### Tareas requeridas
[a] Según el fragmento sobre la COP30, ¿cuántos jefes de Estado y de Gobierno reúne la cumbre?
[b] Prosigue el fragmento sobre la COP30 a partir de su última oración.

### Extracto del documento
○ ○ ○ ○

Luiz Inácio Lula da Silva inauguró la COP30 con un diagnóstico que resonó más allá de Brasil: las “fuerzas extremistas” fabrican mentiras, manipulan emociones y erosionan la acción colectiva frente al calentamiento global. Su advertencia sintetizó una paradoja: en la era de la sobreabundancia informativa, la supervivencia climática depende cada vez más de la capacidad de los gobiernos para resistir la desinformación.
La cumbre, que reúne a cerca de 60 jefes de Estado y de Gobierno, es menos un foro técnico que un termómetro del poder global. Lula, anfitrión y figura simbólica del Sur Global, no solo buscó reposicionar a Brasil como mediador climático, sino también proyectar una narrativa de resistencia frente a un orden internacional que, a su juicio, sacrifica el bien común en nombre de rivalidades estratégicas. En su discurso inaugural, describió un mundo atrapado entre guerras, sanciones y disputas comerciales que desvían los recursos necesarios para la descarbonización. En esa tensión entre las urgencias ecológicas y las prioridades geopolíticas se define el nuevo desorden climático.

○ ○ ○ ○

Entradas de señalamiento de objetos etiquetados:

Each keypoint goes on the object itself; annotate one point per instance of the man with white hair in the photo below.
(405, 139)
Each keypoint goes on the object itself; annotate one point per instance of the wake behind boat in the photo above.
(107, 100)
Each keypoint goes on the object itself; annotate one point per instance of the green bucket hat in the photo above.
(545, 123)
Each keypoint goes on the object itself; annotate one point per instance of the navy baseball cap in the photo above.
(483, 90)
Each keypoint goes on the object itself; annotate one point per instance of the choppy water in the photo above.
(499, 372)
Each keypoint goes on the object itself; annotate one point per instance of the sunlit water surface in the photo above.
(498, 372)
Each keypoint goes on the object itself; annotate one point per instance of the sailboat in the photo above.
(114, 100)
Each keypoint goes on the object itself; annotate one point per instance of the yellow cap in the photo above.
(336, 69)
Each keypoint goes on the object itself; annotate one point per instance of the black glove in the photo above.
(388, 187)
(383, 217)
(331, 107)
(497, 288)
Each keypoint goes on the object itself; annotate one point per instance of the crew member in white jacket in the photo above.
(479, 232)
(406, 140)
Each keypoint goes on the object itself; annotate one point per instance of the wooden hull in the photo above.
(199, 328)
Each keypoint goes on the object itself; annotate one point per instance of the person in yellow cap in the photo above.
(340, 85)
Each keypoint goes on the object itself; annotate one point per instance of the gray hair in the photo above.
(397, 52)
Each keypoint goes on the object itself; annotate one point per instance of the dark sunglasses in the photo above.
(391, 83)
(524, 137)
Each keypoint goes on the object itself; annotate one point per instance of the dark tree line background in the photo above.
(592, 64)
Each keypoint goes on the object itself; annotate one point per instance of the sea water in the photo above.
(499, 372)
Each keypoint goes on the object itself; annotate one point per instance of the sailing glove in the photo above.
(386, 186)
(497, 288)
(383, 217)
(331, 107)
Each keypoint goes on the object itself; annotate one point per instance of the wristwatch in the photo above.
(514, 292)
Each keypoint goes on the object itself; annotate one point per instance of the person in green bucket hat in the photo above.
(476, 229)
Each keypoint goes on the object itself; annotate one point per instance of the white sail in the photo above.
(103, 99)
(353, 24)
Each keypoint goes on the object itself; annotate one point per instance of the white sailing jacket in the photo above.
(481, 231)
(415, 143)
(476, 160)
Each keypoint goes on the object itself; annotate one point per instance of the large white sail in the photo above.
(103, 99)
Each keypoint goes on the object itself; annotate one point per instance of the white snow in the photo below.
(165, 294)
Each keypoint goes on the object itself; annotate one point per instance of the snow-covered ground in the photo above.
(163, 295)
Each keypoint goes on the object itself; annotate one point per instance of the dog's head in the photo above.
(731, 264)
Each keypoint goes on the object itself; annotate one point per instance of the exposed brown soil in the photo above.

○ ○ ○ ○

### Resultados en orden
[a] Cerca de 60.

[b]
Crisis de la cooperación global
La COP30 llega en un momento en que el multilateralismo ambiental se encuentra exhausto. Los compromisos del Acuerdo de París languidecen frente a un contexto de desconfianza mutua y proteccionismo energético. Según un reciente informe del Programa de Naciones Unidas para el Medio Ambiente, el planeta se encamina a un aumento de temperatura de 2,5 °C hacia finales de siglo. Las consecuencias económicas y humanas serían devastadoras: más de 250.000 muertes anuales y una contracción potencial del PIB global de hasta un 30%. La estadística se repite con fatalismo en cada cumbre, pero su peso político se diluye entre intereses cruzados.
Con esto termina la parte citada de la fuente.